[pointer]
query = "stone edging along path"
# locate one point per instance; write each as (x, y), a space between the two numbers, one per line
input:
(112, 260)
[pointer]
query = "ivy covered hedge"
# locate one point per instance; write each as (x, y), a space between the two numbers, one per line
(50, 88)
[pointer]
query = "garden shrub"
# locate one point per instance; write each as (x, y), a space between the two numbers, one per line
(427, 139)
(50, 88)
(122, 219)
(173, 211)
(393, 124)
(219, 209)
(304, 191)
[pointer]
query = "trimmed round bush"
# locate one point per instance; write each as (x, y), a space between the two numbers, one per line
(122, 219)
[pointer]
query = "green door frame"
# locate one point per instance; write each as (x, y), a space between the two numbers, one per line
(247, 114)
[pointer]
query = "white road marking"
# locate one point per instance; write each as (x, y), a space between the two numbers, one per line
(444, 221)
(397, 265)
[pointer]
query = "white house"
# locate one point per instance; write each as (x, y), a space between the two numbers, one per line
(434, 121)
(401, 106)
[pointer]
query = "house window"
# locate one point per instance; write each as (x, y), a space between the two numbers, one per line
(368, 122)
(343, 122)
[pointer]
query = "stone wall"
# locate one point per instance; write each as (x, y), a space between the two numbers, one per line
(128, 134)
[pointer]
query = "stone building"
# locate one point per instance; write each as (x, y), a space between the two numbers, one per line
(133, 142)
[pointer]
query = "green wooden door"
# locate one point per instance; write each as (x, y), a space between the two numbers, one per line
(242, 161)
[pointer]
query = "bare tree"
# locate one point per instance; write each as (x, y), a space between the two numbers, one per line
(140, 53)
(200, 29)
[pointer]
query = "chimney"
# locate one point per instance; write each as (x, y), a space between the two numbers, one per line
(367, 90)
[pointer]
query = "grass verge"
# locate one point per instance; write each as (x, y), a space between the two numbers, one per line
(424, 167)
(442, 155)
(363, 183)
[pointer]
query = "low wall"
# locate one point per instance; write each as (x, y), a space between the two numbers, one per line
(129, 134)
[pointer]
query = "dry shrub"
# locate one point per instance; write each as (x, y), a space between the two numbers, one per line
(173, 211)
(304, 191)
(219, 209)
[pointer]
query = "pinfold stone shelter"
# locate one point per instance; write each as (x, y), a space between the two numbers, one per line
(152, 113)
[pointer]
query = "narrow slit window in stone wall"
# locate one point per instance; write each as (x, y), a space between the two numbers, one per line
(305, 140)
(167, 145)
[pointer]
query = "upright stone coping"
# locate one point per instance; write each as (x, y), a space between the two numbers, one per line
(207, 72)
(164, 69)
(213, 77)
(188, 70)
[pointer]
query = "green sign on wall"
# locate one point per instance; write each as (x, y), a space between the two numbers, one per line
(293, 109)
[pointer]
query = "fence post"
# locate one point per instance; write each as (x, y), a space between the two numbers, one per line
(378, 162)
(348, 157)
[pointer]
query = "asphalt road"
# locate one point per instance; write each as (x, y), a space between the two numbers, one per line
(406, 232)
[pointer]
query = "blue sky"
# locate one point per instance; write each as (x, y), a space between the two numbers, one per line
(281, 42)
========================
Print the full listing again, word for word.

EXERCISE RESPONSE:
[pointer]
query = "stone edging along path"
# locate one point per instance; write each as (x, y), a space between the two numbers, one per line
input:
(112, 260)
[pointer]
query = "ivy covered hedge"
# locate one point per instance; write each as (x, y), a space between the two numbers, one per line
(50, 88)
[pointer]
query = "garden shrub"
# locate one point per instance; write each as (x, y), a space between the two numbers, one per line
(427, 139)
(50, 88)
(122, 219)
(173, 211)
(393, 124)
(219, 209)
(304, 191)
[pointer]
query = "trimmed round bush"
# locate one point per instance; write each as (x, y), a space between the two numbers, one per line
(122, 219)
[pointer]
query = "green door frame"
# locate one point per instance; write each as (x, y), a space between the two numbers, one per line
(247, 114)
[pointer]
query = "white road marking"
# locate one point per instance; write each as (x, y), a space between the two numbers, one per line
(444, 221)
(397, 265)
[pointer]
query = "white house"
# locate one point per instance; write each as (x, y), a space between the two numbers, one per line
(434, 121)
(401, 106)
[pointer]
query = "house window"
# locate one point per instance; write each as (x, y), a space between the two numbers, one per line
(368, 122)
(343, 122)
[pointer]
query = "stone wall"
# locate one point per instance; write each as (x, y), a space between the two numbers, one per line
(128, 134)
[pointer]
query = "stone building"
# locate one point per instance; write each as (x, y), a space between the two numbers, one per line
(133, 142)
[pointer]
query = "green wooden door"
# locate one point per instance; write each as (x, y), a space between the two numbers, one per line
(242, 161)
[pointer]
query = "bare tree"
# locate one point per instance; write each as (x, y), a space between the two numbers, one per line
(140, 53)
(200, 29)
[pointer]
query = "chimney"
# locate one point per instance; write each as (x, y), a space between the two numbers, one per line
(367, 90)
[pointer]
query = "grass verge"
# locate one point per instance; write each as (x, y), a space between the two numbers, one per line
(424, 167)
(442, 155)
(363, 183)
[pointer]
query = "low wall"
# locate one point per instance; write each as (x, y), a space between the two numbers, one per line
(129, 134)
[pointer]
query = "dry shrub"
# locate one point per instance; write each as (x, y), a space between the two numbers, one per line
(173, 211)
(304, 191)
(219, 209)
[pointer]
query = "pinfold stone shelter"
# locate one point per instance; write each as (x, y), a space between the two numbers, one per line
(152, 113)
[pointer]
query = "narrow slit window in stone wall"
# locate one point per instance; write each as (x, y), a space between the two numbers, one per line
(305, 140)
(167, 145)
[pointer]
query = "upright stone coping"
# locate one point per instance; write each as (x, y), a space between the two numbers, one per line
(207, 72)
(164, 69)
(213, 77)
(188, 70)
[pointer]
query = "green sign on wall"
# locate one point per instance; write each as (x, y), a space between the two numbers, one per line
(293, 109)
[pointer]
query = "fence post"
# locate one point per instance; write each as (x, y), a space between the two numbers, one per line
(378, 162)
(348, 157)
[pointer]
query = "asphalt road"
# locate one point per instance; write each as (x, y), a space between the two numbers, one per line
(406, 232)
[pointer]
query = "blue sky"
# locate one point per instance; write each as (x, y), a space between the two numbers, one per line
(281, 42)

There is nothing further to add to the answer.